◆ **What to do**
Substitute "mark" for every occurrence of "put a dot on" in the entries below. Give the entries again with nothing else changed.

Part of a data file
◇ ◇ ◇ ◇

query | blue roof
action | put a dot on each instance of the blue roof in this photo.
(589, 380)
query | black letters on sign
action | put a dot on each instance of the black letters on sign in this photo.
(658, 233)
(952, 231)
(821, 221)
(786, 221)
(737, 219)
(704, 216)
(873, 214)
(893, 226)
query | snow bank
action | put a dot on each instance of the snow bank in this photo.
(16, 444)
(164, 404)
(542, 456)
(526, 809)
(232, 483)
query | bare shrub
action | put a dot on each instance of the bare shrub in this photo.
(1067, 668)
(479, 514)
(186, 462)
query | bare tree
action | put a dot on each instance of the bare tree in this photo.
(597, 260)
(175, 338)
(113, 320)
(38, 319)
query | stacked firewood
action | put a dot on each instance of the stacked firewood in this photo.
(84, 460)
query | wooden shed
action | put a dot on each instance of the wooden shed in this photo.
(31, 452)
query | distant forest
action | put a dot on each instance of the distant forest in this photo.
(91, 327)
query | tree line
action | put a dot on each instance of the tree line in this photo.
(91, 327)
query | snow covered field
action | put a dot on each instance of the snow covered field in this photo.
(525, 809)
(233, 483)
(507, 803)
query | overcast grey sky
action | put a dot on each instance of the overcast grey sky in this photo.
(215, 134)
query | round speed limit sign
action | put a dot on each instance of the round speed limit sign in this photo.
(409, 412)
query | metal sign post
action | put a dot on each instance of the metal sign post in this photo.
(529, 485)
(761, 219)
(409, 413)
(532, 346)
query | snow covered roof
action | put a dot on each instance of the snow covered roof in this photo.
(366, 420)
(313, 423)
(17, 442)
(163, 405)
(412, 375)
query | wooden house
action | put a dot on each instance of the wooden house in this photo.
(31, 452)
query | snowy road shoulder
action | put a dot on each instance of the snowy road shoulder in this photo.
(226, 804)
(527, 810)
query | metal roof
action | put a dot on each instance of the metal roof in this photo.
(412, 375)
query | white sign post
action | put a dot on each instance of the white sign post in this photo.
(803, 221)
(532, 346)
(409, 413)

◇ ◇ ◇ ◇

◆ **Full answer**
query | blue roof
action | mark each instance of the blue roof in this photo.
(589, 380)
query | black letters on sign
action | mark each instance of the black letters on sign in this photo.
(658, 233)
(952, 231)
(821, 221)
(786, 221)
(737, 219)
(704, 216)
(873, 214)
(893, 226)
query | snow bank
action | mark each instance of the snow bank in this photo.
(16, 444)
(164, 404)
(542, 456)
(526, 809)
(232, 483)
query | bare shrub
action | mark each instance of the bare shrub in this photo.
(1067, 668)
(479, 514)
(186, 462)
query | bare tree
action | mark each instance of the bare tree in this photo.
(597, 260)
(175, 338)
(113, 320)
(38, 319)
query | stacked firewood
action | mark each instance of the stacked firewood in this photo.
(84, 460)
query | wooden shed
action | mark each instance of the wooden shed in this photo.
(31, 452)
query | distant forest
action | mark each instance of the distant forest in this photo.
(91, 327)
query | tree line
action | mark each instance of the tree line in this photo.
(91, 327)
query | snow covered field
action | mark each instance of the snow covered field in this photo.
(525, 809)
(233, 483)
(507, 803)
query | overcast grey sky
action | mark each instance of the overcast grey sky in this photo.
(215, 134)
query | round speed limit sign
action | mark each instance of the round speed limit sign in this photo.
(409, 412)
query | metal sign post
action | mark each instance of the metal sign post in this photo.
(529, 485)
(761, 219)
(409, 413)
(532, 346)
query | snow covered roof
action | mark each instance of the snow covered roof in this photo.
(366, 420)
(313, 423)
(17, 442)
(163, 405)
(412, 375)
query | wooden house
action | mark each instance of the wooden house in this photo.
(31, 452)
query | snowy road shoulder
action | mark each instance of the snowy road shoulder in this photo.
(226, 804)
(527, 810)
query | metal roof
action | mark each instance of the metal roof in this photo.
(412, 375)
query | white sign post
action | mark each instance of the white sign post in this photo.
(803, 221)
(532, 346)
(409, 413)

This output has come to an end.